Which rows below contain the word "dirt"? Pick out each of those rows and copy it in full.

>> Begin SOURCE MATERIAL

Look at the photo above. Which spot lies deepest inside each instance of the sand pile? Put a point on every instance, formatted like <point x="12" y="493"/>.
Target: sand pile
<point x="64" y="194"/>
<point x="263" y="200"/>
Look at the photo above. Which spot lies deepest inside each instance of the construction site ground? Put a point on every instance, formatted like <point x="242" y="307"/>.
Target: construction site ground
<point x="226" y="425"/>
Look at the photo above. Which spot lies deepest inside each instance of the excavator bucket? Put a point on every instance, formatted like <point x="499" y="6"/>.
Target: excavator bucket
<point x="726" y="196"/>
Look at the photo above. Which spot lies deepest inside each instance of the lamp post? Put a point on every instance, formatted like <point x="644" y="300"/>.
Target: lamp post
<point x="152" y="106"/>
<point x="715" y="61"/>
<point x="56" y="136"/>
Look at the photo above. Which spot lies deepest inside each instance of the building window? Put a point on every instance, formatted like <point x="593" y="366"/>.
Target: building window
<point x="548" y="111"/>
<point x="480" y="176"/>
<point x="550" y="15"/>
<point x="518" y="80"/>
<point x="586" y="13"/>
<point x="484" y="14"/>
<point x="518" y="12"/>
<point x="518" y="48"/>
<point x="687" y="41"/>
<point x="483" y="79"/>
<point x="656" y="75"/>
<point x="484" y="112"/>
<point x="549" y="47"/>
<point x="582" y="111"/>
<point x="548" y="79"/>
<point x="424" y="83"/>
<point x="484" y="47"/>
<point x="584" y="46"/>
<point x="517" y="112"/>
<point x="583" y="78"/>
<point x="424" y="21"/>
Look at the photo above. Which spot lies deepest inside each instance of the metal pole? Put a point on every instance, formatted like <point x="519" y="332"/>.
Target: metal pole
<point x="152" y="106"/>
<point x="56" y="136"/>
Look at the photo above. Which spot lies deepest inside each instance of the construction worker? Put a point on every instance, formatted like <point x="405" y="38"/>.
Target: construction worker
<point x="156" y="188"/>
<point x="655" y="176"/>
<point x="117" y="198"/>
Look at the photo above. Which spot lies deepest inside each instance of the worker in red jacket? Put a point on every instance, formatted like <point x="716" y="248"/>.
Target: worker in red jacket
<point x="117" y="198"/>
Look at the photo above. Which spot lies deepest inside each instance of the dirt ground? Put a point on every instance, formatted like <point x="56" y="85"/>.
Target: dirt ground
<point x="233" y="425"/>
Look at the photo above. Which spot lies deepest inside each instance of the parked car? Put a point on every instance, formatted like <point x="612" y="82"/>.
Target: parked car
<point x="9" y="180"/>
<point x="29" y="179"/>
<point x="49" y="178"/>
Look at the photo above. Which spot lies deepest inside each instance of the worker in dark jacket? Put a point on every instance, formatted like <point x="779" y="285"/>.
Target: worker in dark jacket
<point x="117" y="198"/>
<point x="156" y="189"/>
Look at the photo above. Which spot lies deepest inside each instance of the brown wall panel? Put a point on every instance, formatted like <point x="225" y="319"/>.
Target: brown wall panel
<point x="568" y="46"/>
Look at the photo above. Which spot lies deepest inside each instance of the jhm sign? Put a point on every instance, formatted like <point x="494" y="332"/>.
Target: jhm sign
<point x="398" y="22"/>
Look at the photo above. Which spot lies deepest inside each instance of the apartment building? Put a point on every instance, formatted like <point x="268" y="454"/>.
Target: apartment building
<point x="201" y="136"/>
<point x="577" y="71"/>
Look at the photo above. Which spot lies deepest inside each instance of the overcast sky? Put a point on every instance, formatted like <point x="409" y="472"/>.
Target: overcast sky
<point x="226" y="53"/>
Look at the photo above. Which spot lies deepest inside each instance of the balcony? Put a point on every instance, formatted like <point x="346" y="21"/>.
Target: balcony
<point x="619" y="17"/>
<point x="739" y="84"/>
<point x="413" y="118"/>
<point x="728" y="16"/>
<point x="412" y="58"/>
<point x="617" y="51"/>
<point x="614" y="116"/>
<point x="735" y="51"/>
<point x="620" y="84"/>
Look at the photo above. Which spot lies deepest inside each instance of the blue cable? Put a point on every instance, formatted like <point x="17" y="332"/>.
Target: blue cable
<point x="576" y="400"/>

>> End SOURCE MATERIAL
>> Begin SOURCE MATERIAL

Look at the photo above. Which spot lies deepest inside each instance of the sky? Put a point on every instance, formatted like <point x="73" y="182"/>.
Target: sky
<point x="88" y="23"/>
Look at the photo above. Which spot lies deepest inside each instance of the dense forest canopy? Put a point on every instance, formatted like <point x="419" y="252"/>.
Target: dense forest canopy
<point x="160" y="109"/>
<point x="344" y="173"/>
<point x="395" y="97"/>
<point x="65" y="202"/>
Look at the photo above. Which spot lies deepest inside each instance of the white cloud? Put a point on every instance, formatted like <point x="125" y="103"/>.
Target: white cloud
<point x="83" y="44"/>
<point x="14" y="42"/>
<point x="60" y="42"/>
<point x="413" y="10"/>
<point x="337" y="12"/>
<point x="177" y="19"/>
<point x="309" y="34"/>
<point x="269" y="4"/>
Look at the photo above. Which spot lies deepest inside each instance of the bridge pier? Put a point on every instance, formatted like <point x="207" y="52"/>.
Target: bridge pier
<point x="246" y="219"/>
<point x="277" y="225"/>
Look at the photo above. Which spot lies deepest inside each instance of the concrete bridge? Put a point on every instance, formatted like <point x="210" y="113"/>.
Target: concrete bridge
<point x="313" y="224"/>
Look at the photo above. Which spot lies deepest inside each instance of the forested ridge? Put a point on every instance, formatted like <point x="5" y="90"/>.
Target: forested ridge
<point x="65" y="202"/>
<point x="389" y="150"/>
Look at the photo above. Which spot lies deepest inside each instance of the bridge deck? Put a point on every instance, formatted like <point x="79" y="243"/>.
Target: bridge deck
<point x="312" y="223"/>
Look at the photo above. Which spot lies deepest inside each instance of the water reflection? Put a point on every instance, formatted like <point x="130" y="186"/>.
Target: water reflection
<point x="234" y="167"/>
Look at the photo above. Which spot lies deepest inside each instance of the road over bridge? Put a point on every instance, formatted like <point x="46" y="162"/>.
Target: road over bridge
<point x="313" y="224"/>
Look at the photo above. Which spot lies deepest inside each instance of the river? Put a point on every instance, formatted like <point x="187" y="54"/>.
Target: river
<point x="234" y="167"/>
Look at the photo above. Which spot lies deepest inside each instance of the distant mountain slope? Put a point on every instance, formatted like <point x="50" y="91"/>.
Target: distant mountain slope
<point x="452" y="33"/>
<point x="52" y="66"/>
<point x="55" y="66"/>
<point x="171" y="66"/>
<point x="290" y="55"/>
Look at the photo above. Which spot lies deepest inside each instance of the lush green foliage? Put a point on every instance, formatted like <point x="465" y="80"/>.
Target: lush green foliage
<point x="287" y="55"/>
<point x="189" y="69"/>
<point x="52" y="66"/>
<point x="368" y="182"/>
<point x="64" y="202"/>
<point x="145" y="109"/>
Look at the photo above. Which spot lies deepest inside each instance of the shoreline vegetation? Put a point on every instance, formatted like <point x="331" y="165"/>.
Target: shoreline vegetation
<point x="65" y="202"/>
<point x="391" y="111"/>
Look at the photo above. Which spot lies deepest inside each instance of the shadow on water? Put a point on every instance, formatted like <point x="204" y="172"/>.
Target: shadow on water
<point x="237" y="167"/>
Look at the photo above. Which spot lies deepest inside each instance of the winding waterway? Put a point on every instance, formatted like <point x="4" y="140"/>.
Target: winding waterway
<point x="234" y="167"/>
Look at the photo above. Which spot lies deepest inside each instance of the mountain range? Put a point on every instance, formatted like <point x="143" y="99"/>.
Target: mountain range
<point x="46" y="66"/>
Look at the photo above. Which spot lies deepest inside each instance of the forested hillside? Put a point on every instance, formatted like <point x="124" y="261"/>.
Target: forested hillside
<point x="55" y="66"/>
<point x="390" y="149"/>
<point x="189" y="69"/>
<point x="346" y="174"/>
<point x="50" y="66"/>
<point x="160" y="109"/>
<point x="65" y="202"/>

>> End SOURCE MATERIAL
>> Begin SOURCE MATERIAL

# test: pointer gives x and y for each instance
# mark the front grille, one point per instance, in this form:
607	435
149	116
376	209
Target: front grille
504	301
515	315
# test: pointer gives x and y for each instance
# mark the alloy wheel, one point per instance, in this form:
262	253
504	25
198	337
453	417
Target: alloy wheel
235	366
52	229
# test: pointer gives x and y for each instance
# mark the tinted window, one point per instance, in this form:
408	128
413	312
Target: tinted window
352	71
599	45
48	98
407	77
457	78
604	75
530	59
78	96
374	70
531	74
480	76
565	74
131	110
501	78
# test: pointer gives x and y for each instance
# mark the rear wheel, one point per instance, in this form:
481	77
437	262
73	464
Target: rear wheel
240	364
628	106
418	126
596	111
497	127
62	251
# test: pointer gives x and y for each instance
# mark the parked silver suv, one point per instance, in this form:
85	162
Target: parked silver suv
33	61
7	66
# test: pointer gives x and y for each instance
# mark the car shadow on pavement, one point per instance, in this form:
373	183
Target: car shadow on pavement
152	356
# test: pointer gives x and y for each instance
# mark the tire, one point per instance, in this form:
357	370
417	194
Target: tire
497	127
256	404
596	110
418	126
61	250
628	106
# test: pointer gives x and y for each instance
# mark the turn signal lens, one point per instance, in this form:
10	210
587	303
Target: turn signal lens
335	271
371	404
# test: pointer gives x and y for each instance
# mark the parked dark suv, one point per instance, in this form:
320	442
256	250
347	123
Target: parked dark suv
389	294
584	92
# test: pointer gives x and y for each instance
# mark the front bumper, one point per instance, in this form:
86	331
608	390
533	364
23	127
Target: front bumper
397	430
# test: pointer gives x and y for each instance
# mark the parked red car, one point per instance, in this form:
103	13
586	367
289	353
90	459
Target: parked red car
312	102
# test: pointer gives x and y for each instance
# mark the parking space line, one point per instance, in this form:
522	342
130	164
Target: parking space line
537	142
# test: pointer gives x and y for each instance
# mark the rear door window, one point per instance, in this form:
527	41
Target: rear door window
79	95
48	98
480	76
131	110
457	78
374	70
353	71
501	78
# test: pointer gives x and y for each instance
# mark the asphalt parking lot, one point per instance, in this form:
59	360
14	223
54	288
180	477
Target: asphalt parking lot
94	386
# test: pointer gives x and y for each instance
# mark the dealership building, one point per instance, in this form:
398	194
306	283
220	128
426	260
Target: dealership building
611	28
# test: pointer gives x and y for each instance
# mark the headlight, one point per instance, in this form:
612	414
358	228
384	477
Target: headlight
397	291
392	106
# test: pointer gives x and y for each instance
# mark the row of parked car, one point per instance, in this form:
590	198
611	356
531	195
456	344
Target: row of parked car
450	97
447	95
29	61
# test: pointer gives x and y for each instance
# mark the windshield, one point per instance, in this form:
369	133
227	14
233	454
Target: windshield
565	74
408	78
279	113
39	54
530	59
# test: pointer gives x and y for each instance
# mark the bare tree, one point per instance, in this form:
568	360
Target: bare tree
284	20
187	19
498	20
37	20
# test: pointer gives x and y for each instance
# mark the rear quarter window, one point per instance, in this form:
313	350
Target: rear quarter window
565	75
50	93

>> End SOURCE MATERIAL

◆ RESULT FOR THIS TASK:
Look at the photo above. Which spot lies deepest inside each instance of the dirt ground? Put a point on every instance, formatted like <point x="56" y="85"/>.
Target: dirt ground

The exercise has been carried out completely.